- **Objective**
Convert the material below into a JSON list of strings with one string per line, omitting blank lines. Leave the pictures out of the answer.

- **Given information**
──────────

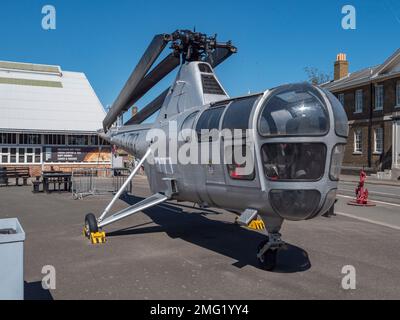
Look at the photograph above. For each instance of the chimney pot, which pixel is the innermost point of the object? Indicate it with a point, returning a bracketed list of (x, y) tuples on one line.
[(341, 68)]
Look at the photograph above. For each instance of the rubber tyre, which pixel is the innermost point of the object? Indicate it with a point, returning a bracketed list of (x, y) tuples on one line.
[(91, 224), (269, 259)]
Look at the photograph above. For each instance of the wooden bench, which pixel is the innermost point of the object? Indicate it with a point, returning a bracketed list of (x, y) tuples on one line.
[(18, 173)]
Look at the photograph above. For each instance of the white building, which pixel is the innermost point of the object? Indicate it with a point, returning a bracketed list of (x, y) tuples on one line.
[(49, 118)]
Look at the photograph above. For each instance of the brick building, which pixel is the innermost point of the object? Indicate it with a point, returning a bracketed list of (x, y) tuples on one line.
[(49, 119), (371, 98)]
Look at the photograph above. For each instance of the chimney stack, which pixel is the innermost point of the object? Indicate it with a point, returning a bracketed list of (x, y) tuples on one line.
[(134, 111), (341, 67)]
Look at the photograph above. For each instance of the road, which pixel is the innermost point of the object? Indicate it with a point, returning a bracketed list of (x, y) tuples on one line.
[(387, 200), (179, 252)]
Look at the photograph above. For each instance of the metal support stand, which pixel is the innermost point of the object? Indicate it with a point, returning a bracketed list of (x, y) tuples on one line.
[(123, 187)]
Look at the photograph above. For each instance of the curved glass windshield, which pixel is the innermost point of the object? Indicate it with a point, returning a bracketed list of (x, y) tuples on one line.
[(294, 161), (238, 114), (294, 110)]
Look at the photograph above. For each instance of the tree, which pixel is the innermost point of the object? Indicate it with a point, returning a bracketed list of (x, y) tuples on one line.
[(316, 77)]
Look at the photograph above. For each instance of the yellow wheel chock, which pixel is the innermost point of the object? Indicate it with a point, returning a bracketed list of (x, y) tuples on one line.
[(256, 224), (95, 237)]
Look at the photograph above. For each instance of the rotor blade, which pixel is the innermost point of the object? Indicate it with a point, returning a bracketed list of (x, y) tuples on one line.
[(150, 56), (149, 110), (219, 55), (156, 75)]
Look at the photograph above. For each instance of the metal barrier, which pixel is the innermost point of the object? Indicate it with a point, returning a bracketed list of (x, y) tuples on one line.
[(88, 182)]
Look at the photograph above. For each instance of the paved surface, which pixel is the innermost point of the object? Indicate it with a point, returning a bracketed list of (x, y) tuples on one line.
[(174, 252)]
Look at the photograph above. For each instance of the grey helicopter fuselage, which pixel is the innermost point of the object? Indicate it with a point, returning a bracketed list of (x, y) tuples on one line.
[(299, 132)]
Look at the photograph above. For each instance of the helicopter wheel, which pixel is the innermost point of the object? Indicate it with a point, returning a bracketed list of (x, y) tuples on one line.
[(269, 259), (90, 225)]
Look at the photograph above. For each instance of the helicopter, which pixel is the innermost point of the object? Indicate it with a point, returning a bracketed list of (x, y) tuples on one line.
[(274, 155)]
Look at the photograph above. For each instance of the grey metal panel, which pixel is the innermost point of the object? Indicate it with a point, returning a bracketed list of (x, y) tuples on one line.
[(72, 108), (12, 261)]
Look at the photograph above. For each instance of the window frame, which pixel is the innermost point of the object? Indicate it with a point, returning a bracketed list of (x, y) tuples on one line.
[(341, 98), (36, 152), (376, 150), (360, 150), (358, 101), (312, 91), (379, 97), (200, 137)]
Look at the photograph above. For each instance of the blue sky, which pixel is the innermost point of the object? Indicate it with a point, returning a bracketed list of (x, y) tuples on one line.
[(276, 39)]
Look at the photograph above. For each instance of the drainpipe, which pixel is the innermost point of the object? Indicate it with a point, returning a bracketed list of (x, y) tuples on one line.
[(370, 127)]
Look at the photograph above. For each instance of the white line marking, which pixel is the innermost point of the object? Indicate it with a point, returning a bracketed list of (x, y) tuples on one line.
[(374, 201), (373, 192), (368, 220)]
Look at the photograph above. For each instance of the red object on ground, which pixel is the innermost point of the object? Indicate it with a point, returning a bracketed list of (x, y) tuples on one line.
[(361, 193)]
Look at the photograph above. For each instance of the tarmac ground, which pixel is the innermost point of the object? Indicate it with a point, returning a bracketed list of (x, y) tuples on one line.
[(180, 252)]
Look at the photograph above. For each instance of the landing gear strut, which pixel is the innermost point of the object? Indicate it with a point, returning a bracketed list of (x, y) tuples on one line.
[(268, 250)]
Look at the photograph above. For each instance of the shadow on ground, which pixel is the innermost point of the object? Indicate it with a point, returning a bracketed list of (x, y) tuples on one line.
[(225, 238), (34, 291)]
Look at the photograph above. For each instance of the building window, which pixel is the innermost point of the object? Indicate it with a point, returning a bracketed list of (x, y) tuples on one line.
[(103, 142), (78, 140), (358, 141), (83, 140), (20, 155), (379, 97), (359, 101), (341, 98), (4, 155), (54, 139), (31, 139), (378, 138), (8, 138)]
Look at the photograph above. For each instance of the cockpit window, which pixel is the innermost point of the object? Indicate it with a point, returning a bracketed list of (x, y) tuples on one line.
[(292, 111), (209, 121), (238, 114), (294, 161)]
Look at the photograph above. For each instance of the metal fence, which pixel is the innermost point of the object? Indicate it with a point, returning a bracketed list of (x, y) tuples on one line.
[(88, 182)]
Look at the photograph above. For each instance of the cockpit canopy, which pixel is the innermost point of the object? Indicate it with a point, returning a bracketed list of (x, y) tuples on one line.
[(294, 110)]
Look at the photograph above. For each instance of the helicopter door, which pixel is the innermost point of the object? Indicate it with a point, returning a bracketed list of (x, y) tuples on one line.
[(209, 145)]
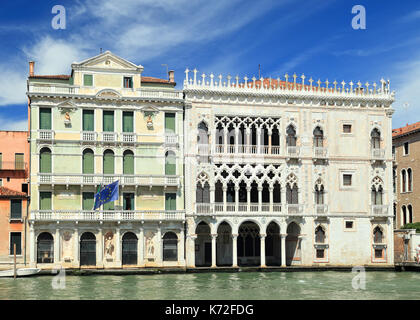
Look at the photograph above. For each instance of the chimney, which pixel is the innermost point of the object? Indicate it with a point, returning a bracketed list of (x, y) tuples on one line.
[(31, 68), (171, 74)]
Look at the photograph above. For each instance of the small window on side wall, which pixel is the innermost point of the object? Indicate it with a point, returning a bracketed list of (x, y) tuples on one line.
[(128, 82), (346, 128)]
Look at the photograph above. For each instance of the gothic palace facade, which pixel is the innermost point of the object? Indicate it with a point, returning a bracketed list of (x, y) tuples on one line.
[(226, 172)]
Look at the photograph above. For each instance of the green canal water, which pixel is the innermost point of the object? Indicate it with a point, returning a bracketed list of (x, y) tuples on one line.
[(229, 286)]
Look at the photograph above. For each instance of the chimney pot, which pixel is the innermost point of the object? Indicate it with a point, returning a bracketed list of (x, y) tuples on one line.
[(31, 68), (171, 74)]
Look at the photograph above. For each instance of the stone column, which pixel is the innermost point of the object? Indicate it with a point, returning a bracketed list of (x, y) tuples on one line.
[(283, 249), (236, 198), (234, 250), (76, 246), (158, 252), (248, 198), (271, 189), (191, 250), (262, 250), (283, 199), (213, 250), (32, 246), (259, 199), (140, 247), (118, 247), (224, 197), (181, 260), (100, 249), (57, 246)]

──────────

- **Solution to the problem**
[
  "Look at the photograph above. For each instance of the chimney pot, which pixel is the innermost point of the object? Indicate it with a point, returning a bracketed list of (x, y) tuples on one line.",
  "[(341, 68)]",
  "Look at the photograph above. For each instance of the rubber tyre, which pixel is the innermost point of the object? Indicate it with a point, returning a bracketed list of (x, y) tuples on one line.",
  "[(91, 224), (269, 259)]",
  "Look at the photograph above. For each instance of the wooden bench, which pixel is the innermost point of the object? Indicate it with a point, returning a bracketed list of (x, y) tuples on one line.",
  "[(18, 173)]",
  "Look at the photograph above. For each instance of the white building, which pixel is the innermost point of the object? Indicate it with a point, returning a bracketed list of (x, y) tuples on one line.",
  "[(49, 118)]",
  "Look at the photograph above. For each instance of the brick building, which pixel is the innermost point of the object? Indicate it with a point, returning a bracketed list of (x, y) tuples on one line.",
  "[(49, 119), (371, 98)]",
  "Look at the photograph above. For each instance of the chimney stack, which pixel is the innermost point of the object? Indicate it with a point, returning a bracketed list of (x, y) tuples on one line.",
  "[(134, 111), (341, 67)]",
  "Look at the photograph above. For each instance of the road, which pixel is the innermost point of the object? Indicate it with a point, returning a bracketed list of (x, y) tuples on one line.",
  "[(387, 200), (179, 252)]",
  "Look at the photograph above. For each instance of the metal support stand, which pixel is the innermost point of the object? Indicate it with a point, returning a bracketed list of (x, y) tuples on one line.",
  "[(123, 187)]",
  "Look at the photograph above. For each instance of the curved glass windshield, which pixel is the innermost point of the object? Indicate it with a point, returning a bracketed list of (x, y) tuples on one line.",
  "[(294, 161), (238, 114), (294, 110)]",
  "Look at the photograph above. For each instance of the tree, which pixel is the innermost point of the object? Indicate it with a point, returning a bracketed list of (x, y) tuples on one line.",
  "[(316, 77)]",
  "Look at the photograph above. For each instance of the yellow wheel chock, which pixel is the innermost point of the object? Indicate it with a point, returning a bracketed list of (x, y) tuples on one line.",
  "[(256, 224), (95, 237)]",
  "Look at the photograph above. For each instance of the rotor blade, which pixel is the innermost point of the object? Indicate it with a point, returning a bracketed list of (x, y) tuples on one line.",
  "[(150, 56), (149, 110), (219, 55), (156, 75)]",
  "Look at the photograph above. For each instance of the metal barrier, which pixel is the innermost point of the object? Indicate it with a point, returning a bracketed list of (x, y) tuples on one line.",
  "[(88, 182)]",
  "Look at the photograph above. For each instance of the paved surface, which pixel is the innermost point of the object? Indicate it with a point, returning a bracketed list of (x, y) tuples on one line.",
  "[(174, 252)]",
  "Look at the photograph above. For each instance of the grey helicopter fuselage, which pixel is the innermost point of the object? Indicate it with a point, returning a bracketed list of (x, y) tuples on one line.",
  "[(299, 132)]",
  "Look at the photograph above. For each instance of the helicopter wheel, which pixel is the innermost point of the object? Indicate it with a point, returning a bracketed list of (x, y) tuples on one line.",
  "[(269, 259), (90, 225)]",
  "Look at the photograph above. For each instance of the helicopter, which pixel is the innermost point of the object? Indicate it with a point, returning a bracketed list of (x, y) tuples on one line.",
  "[(274, 155)]",
  "Look at the photograph above. For each instance of the grey metal panel, which pixel is the innermost point of the object? Indicate it with a point, returning a bracketed list of (x, y) tuples on one line.",
  "[(72, 108), (12, 261)]",
  "Look at the photograph above. For each instance of the window frame, which pixel is the innermost point of the object? Indicate it with a point, returning a bracketed list of (x, y) tuples on one line.",
  "[(341, 98), (36, 152), (376, 150), (360, 150), (358, 101), (312, 91), (379, 97), (200, 137)]",
  "Look at the photograph above. For each instance of the blue sky, which pixel is the innermost point of the object? Indicate it with a point, returning a bracketed list of (x, y) tuples on one line.",
  "[(276, 39)]",
  "Look at the photograph above. For each instance of the drainpipe, which pixel is the innermost point of the object? Indicate it with a point, returning a bracketed list of (x, y) tuples on one line.",
  "[(370, 127)]",
  "Look at the photograph above. For each instance of the white line marking, which pixel is the innermost point of the object? Indicate it with a point, returning a bracketed list of (x, y) tuples on one line.",
  "[(374, 201), (373, 192), (368, 220)]",
  "Look at the photograph above. For each instance of the red object on ground, which pixel is the innermost point of the object? Indicate it with a point, returning a bracketed list of (x, y) tuples on one line.",
  "[(361, 193)]",
  "Look at the photograph above. For each instance of the tarmac ground, which pixel is the innermost point of the object? Indicate it with a point, returning a bracketed list of (x, y) tuples on one line.",
  "[(180, 252)]",
  "Look at the photograph above. For each instance of the landing gear strut, which pixel is the innermost point of the object? Indicate it with a point, returning a bracketed list of (x, y) tuples on one line.",
  "[(268, 250)]",
  "Look at the photograph above. For each instance of the shadow on ground, which pixel is the innermost point of the object? Indicate it with a point, returning a bracketed list of (x, y) tuples on one line.",
  "[(225, 238), (34, 291)]",
  "Look at the photograph above. For each instance of the building window, which pixel is the innermost point of the object? Indicate it with a point, returning a bracketed list of (x, y) tuples on one line.",
  "[(103, 142), (78, 140), (358, 141), (83, 140), (20, 155), (379, 97), (359, 101), (341, 98), (4, 155), (54, 139), (31, 139), (378, 138), (8, 138)]",
  "Look at the photograph above. For each instance of the cockpit window, which pixel is the innermost point of the object? Indicate it with a point, returning a bracketed list of (x, y) tuples on one line.",
  "[(292, 111), (209, 121), (238, 114), (294, 161)]",
  "Look at the photograph above. For each instance of the metal fence, which pixel is the innermost point of the object? Indicate it with a point, returning a bracketed list of (x, y) tuples on one line.",
  "[(88, 182)]",
  "Look at the photograph above. For each instance of the cockpit canopy, which pixel is the innermost point of the object? Indicate it with a point, returning a bracketed list of (x, y) tuples on one line.",
  "[(294, 110)]",
  "Look at the photograph above. For each instance of the helicopter door, which pixel is the innermost point of the object? Indicate it with a point, returning a bracketed list of (x, y) tuples on one line.",
  "[(209, 145)]",
  "Look at the photograph above. For each instance of the chimney, which pixel is the innermost point of the object? Indicate it with a point, returning a bracketed list of (x, y) tuples on one line.",
  "[(31, 68), (171, 74)]",
  "Look at the photograph above. For each instance of the small window on side wall, which pixel is the innermost point of the object? Indicate it with a point, returning a bracketed list of (x, y) tuples on one line.",
  "[(128, 82), (346, 128)]",
  "Look at the photograph above. For each instance of the gothic palace facade, which pixel is the innermost point of the object? Indicate it with a point, returning a bracketed list of (x, y) tuples on one line.",
  "[(226, 172)]",
  "Look at the photograph above. For each instance of the green canal water, which pixel is the innermost point of the object? Indicate it with a point, returning a bracketed list of (x, y) tuples on one line.",
  "[(229, 286)]",
  "Look at the photograph above. For each instance of the chimney pot, which pixel is the innermost point of the object? Indicate it with a point, returning a bracketed list of (x, y) tuples on one line.",
  "[(31, 68), (171, 74)]",
  "Look at the photograph above. For each instance of the stone column, which pixel is the innermost point of the object? Indicate it with a point, returning a bracketed list of (x, y) tuples on one line.",
  "[(283, 249), (236, 198), (234, 250), (76, 246), (158, 252), (248, 198), (271, 189), (191, 250), (262, 250), (283, 199), (213, 250), (32, 246), (259, 199), (140, 247), (118, 247), (224, 197), (181, 260), (100, 249), (57, 246)]"
]